### EXERCISE OBJECTIVE
In the copy, keep every record exact and leave out all images.

Location annotation dataset excerpts:
------------

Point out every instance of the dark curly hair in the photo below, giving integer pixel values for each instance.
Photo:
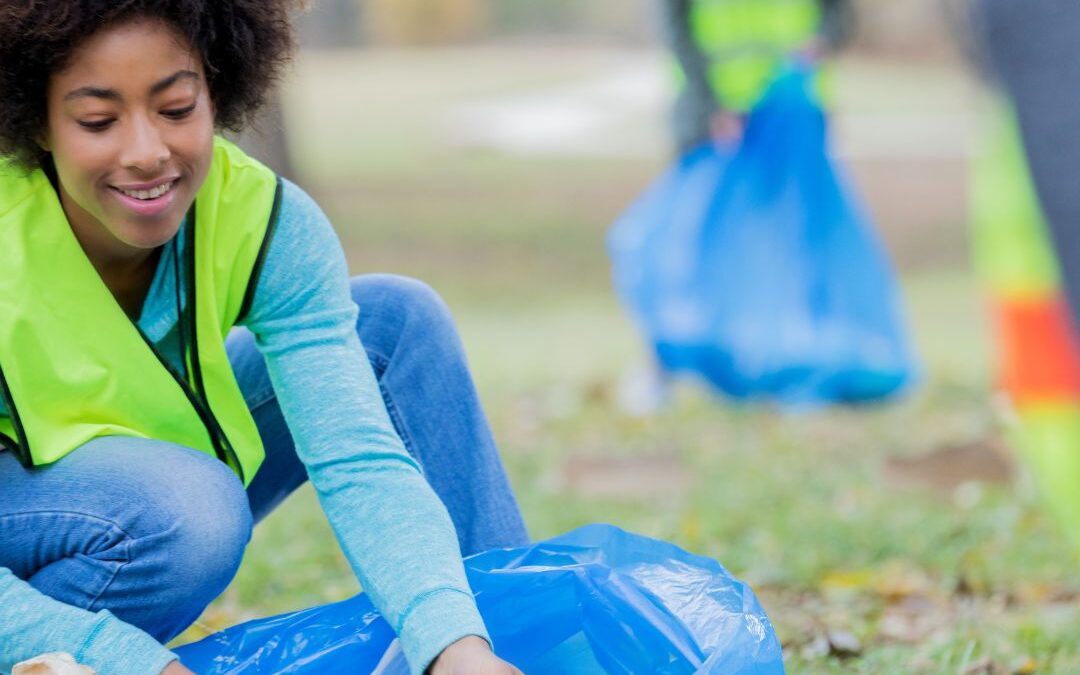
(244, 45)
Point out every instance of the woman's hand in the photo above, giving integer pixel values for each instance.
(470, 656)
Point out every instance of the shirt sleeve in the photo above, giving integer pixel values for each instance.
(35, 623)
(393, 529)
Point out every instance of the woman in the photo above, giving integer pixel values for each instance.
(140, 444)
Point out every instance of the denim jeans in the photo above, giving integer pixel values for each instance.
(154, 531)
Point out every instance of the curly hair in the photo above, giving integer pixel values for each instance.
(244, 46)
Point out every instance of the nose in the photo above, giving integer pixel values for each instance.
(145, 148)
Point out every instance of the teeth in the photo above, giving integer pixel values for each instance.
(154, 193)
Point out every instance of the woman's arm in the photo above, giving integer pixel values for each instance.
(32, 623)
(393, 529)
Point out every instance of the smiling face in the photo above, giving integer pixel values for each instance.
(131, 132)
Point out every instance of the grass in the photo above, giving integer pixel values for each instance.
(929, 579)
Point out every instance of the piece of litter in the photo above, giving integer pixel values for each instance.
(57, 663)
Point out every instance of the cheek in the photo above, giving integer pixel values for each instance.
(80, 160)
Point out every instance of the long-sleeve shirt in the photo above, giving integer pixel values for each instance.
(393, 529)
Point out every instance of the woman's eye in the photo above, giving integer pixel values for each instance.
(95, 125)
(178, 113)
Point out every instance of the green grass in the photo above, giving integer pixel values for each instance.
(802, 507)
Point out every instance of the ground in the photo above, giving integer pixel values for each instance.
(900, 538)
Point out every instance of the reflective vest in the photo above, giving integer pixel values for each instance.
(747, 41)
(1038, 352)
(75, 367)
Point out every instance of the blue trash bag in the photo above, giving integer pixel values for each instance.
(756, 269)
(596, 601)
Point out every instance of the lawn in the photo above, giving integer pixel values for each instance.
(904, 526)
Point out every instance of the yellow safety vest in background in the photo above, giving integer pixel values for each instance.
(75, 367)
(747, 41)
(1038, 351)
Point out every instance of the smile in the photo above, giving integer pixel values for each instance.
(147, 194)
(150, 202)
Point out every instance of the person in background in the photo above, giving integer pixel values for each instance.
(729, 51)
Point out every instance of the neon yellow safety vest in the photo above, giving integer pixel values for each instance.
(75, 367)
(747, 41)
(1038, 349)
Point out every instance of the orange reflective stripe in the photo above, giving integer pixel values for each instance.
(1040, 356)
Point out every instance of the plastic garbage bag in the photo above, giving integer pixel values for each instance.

------------

### ANSWER TO THE PROBLEM
Point out every instance of the dark curly hair in the photo below, giving integer pixel values for each instance.
Photo:
(244, 45)
Point out every instance of the woman's hand in the photo above, giving integer pixel values for each instance.
(470, 656)
Point out every instance of the shirt sleeve in the photo above, giving integer pixel values for each instance.
(35, 623)
(393, 529)
Point out every instance of the woman in the photo above, giving integer pixel values for each instance.
(140, 444)
Point out every instance of the denim jeans in the photo above, giving integer pixel values for each instance.
(154, 531)
Point out every instance of the curly hair in the photo above, giving integer pixel values for each instance.
(244, 46)
Point out every instance of the nose in the photo above, giving integer pixel values for each instance.
(145, 148)
Point out every instance of the teeth in the photo above, giving integer pixel values for each instance.
(154, 193)
Point out every instance of the woman's arm in the photo above, giving integer pixel values for each instance.
(32, 623)
(393, 529)
Point out every instance of the smiling face in the photo above, giving integer pixel values for each instance.
(131, 132)
Point out every instance of the grass in the photo above, giving integer pixel values for each instance.
(929, 579)
Point out every instance of the piece of litter in the photo above, giving integer pixel values for each instance.
(57, 663)
Point out every instance of the cheek in the photo above, giving integer pixel values for each instance.
(80, 160)
Point out every instance of the long-sleeve shirt in the photo above, giving integer pixel values for each instance.
(393, 529)
Point out every instance of the woman's eye in the photo above, giving integer pixel values for each instance.
(95, 125)
(178, 113)
Point out every instance of the green grass in the photo above, giving integer pixel values for each instance.
(802, 507)
Point out every instance of the ground in the photo above, giving integer pixel values for each instance.
(900, 538)
Point out every instance of the reflective vest in the photo above, giving integer pixel values for each instance.
(747, 41)
(1038, 352)
(75, 367)
Point out every instance of the blue trash bag in the photo above, giving integer pixel values for each instance.
(756, 269)
(596, 601)
Point out every instance of the lawn in the photo above, giving integer pixel values for each instance.
(904, 526)
Point out every instance of the yellow safety vest in background in the photo above, giving integer pixel values for each instance.
(75, 367)
(747, 41)
(1038, 351)
Point out every instance of the smile in the photo above, giving integer pixel values for each instance.
(147, 194)
(150, 202)
Point out every instance of the person in background in the photo above, giving integer pixel values for each instance.
(729, 51)
Point out every instance of the neon yellow safety vest in the photo above, giving integer pixel values for each instance.
(75, 367)
(747, 41)
(1038, 349)
Point out every instance of the orange reflective stripe in the photo above, giving integer pixel values for each instance.
(1040, 356)
Point out every instance of the plastic garbage bag in the photo above, giving integer pixel values for each instance.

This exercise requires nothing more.